What is expected:
Report each line of the data that contains the string "lobe".

Given records:
•••••
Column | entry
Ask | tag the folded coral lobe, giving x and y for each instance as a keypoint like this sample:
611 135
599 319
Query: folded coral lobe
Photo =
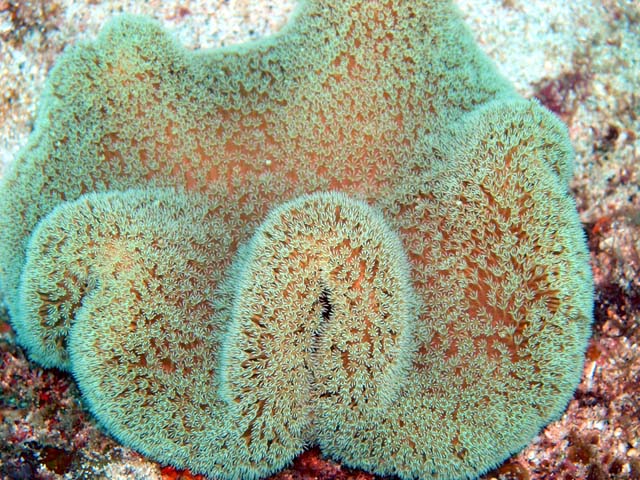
388 262
337 100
•••••
Exercise output:
Ask | tag the folded coral lobe, giving x and y for each instance as a keypoint like this sample:
Query: folded coral lobe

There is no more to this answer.